- _EXERCISE DETAILS_:
Reproduce all of the material below, requests included, but offset each point coordinate in the answers by adding 64, leaving the numbers in the requests and their format samples unchanged. Omit the pictures from your reproduction.

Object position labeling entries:
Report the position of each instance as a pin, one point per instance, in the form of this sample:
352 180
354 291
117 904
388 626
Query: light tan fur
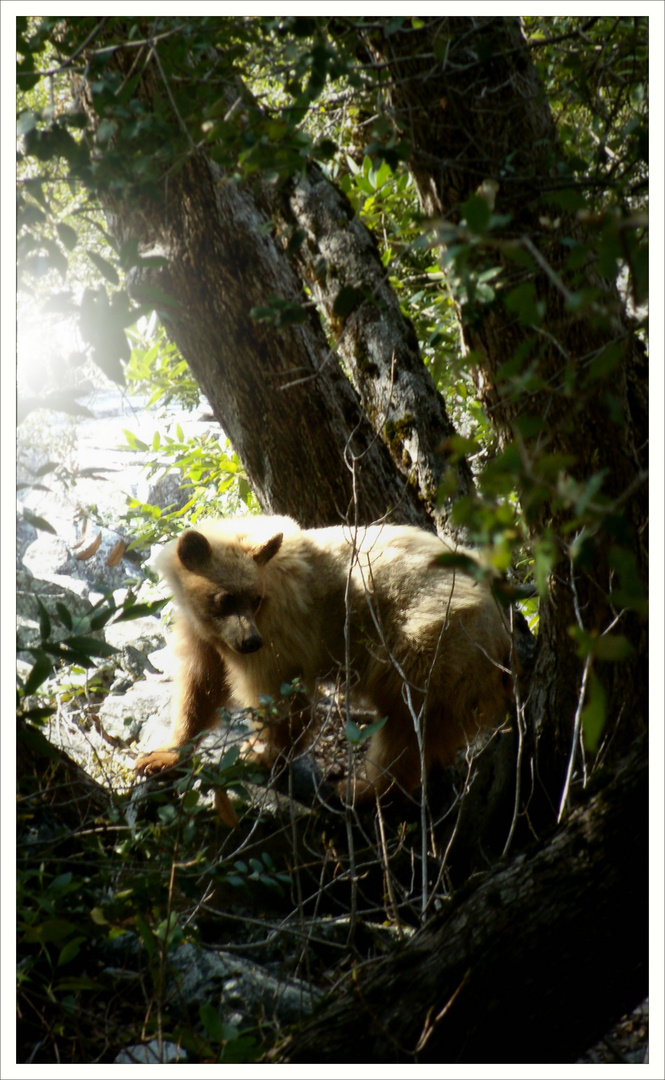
261 602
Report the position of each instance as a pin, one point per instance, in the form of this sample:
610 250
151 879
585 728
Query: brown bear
262 603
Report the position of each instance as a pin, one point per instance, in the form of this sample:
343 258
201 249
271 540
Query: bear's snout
250 644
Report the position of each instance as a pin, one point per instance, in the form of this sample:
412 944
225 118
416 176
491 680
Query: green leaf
358 736
347 300
68 235
44 620
90 647
39 674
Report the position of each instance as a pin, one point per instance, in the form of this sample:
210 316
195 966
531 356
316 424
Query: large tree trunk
533 967
293 417
311 444
476 115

- _EXPECTED ANSWER_:
Report the position of each instance as a pin, one point per instance, in the form of this sample:
352 180
354 291
117 904
388 626
Query: light tan fur
325 666
Report the position of each instance as a pin, one point per instance, in the form of this sample:
610 250
151 879
585 728
Query: brown bear
326 667
Report the position of each instance as a pin, one point per instance, in the form of this sample:
343 258
201 249
271 540
Query: bear's snout
314 708
Report the position of each instance as a pin, one point per instance, in the form of this sample:
412 944
225 118
416 176
491 680
Query: green leaf
422 800
411 364
132 299
108 684
154 711
103 738
Report the position of each instance as a pin, one point per instance, in the form of this sample:
210 316
195 966
531 356
316 424
Query: large tree trunk
597 1031
357 481
375 508
540 179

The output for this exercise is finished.